### What is expected:
Output the full listing verbatim.

### Material shown:

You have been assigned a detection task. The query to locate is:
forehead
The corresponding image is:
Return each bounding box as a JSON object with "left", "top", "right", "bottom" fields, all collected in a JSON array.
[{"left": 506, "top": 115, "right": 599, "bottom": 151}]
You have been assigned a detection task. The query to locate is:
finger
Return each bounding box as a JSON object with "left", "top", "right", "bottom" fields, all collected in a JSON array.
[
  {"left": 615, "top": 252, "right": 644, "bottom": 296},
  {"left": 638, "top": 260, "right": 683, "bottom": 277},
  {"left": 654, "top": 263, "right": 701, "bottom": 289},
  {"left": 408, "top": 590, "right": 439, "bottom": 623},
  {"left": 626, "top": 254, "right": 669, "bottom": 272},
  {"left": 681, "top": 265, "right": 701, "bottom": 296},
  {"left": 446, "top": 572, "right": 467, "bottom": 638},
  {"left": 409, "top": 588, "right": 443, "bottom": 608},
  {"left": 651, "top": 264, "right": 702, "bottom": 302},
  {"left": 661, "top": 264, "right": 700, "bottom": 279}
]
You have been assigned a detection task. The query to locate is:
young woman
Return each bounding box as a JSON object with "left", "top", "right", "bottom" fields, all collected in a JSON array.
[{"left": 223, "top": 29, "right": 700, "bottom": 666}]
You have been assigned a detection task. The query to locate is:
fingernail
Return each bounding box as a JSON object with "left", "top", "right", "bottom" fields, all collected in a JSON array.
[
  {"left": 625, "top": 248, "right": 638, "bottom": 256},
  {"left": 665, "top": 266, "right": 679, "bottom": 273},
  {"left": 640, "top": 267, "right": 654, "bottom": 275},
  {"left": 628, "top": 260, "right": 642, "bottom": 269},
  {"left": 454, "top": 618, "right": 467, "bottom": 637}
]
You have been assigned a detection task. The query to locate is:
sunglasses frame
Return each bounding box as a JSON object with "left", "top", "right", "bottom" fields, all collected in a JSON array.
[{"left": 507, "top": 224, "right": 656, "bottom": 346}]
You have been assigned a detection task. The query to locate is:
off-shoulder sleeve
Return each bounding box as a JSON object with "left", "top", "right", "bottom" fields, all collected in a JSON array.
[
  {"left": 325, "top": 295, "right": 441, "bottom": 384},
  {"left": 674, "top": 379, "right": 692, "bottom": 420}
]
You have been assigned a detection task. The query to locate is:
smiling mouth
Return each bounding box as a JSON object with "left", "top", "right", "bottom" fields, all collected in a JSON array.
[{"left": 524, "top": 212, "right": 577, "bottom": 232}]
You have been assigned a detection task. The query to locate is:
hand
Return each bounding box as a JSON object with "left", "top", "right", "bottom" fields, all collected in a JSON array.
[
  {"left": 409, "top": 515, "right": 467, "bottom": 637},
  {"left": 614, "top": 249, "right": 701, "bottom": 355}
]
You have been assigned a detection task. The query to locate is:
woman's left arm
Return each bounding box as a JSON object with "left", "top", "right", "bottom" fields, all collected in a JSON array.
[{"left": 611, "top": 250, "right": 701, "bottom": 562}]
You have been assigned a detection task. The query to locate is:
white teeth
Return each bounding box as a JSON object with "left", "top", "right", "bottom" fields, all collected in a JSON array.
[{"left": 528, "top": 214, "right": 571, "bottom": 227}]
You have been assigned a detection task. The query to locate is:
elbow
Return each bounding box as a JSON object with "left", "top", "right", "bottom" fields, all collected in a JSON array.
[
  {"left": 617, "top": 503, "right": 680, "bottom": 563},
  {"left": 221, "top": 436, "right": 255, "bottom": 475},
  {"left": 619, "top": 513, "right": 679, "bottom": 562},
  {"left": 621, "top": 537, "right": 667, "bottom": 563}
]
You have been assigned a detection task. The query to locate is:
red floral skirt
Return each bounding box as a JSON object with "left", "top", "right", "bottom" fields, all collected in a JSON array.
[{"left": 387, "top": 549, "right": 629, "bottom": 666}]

### Answer to the problem:
You have been assigned a detection task. The query to locate is:
forehead
The corresponding image is:
Return each bounding box as a JSON object with "left", "top", "right", "bottom" fields, all collected in a JSON array.
[{"left": 506, "top": 115, "right": 599, "bottom": 151}]
You have been assigned a detection task. The query to locate is:
finger
Return each bounding box as a JSON object with "left", "top", "right", "bottom" fields, all collected in a JSON array.
[
  {"left": 615, "top": 252, "right": 644, "bottom": 296},
  {"left": 638, "top": 260, "right": 683, "bottom": 277},
  {"left": 654, "top": 263, "right": 701, "bottom": 289},
  {"left": 408, "top": 590, "right": 439, "bottom": 623},
  {"left": 626, "top": 254, "right": 669, "bottom": 272},
  {"left": 681, "top": 265, "right": 701, "bottom": 296},
  {"left": 446, "top": 572, "right": 467, "bottom": 638},
  {"left": 409, "top": 588, "right": 443, "bottom": 608},
  {"left": 651, "top": 264, "right": 702, "bottom": 302},
  {"left": 661, "top": 264, "right": 700, "bottom": 279}
]
You have been assigned a detection task. The query to locate is:
young woman
Return each bounding box as a JSON object with "left", "top", "right", "bottom" fields, all collected in a JSON array.
[{"left": 223, "top": 29, "right": 700, "bottom": 666}]
You have been assigned a detection task. The query to locate is:
fingernail
Return each bounding box as a JSON object with "left", "top", "right", "bottom" fields, all collected in a JSON array.
[
  {"left": 625, "top": 248, "right": 638, "bottom": 256},
  {"left": 665, "top": 266, "right": 679, "bottom": 273},
  {"left": 640, "top": 267, "right": 654, "bottom": 275},
  {"left": 628, "top": 260, "right": 642, "bottom": 269},
  {"left": 454, "top": 618, "right": 467, "bottom": 637}
]
You have been assigned a detection task. The query to locate is:
sunglasses frame
Return each bounding box as a JSON object with "left", "top", "right", "bottom" fields, all collected in a JSON array.
[{"left": 507, "top": 224, "right": 656, "bottom": 346}]
You have been assigned a detection task. The query to locate is:
off-shoulder sleeve
Return each bounding box as a JSON object with "left", "top", "right", "bottom" fields, all collected in a JSON array.
[
  {"left": 325, "top": 295, "right": 441, "bottom": 384},
  {"left": 674, "top": 379, "right": 692, "bottom": 420}
]
You have been assigned a detection task. The query to locate is:
smiling mouth
Return each bounding box as a JSON object with "left", "top", "right", "bottom" fields, all collected in a JSON array.
[{"left": 524, "top": 212, "right": 577, "bottom": 232}]
You have been assigned a detection task. The query to locate is:
hand
Return each bounding box as a JSON object with "left", "top", "right", "bottom" fields, all collected in a JSON array.
[
  {"left": 409, "top": 515, "right": 467, "bottom": 637},
  {"left": 614, "top": 249, "right": 701, "bottom": 355}
]
You have been assigned a detection task. The query to locate is:
woman's left arm
Return each bounding box as a JSON object with "left", "top", "right", "bottom" fields, all collected in a JSON array.
[{"left": 611, "top": 250, "right": 701, "bottom": 562}]
You have been assigned a detection task. The query to locate is:
white teeth
Return each bounding box as a JSON object with "left", "top", "right", "bottom" fields, all collected in a JSON array.
[{"left": 528, "top": 214, "right": 571, "bottom": 227}]
You have been assigned a detection task. The query to locate is:
elbow
Return each bounding box as a JSON object with "left", "top", "right", "bottom" fields, all collected in a JSON array.
[
  {"left": 617, "top": 503, "right": 680, "bottom": 563},
  {"left": 221, "top": 436, "right": 255, "bottom": 475},
  {"left": 619, "top": 513, "right": 679, "bottom": 562},
  {"left": 621, "top": 537, "right": 667, "bottom": 563}
]
You have been assigned a detection task. The query to locate is:
red floral skirt
Return each bounding box as a JSON object with "left", "top", "right", "bottom" fields, all collected in a JSON array.
[{"left": 387, "top": 549, "right": 629, "bottom": 666}]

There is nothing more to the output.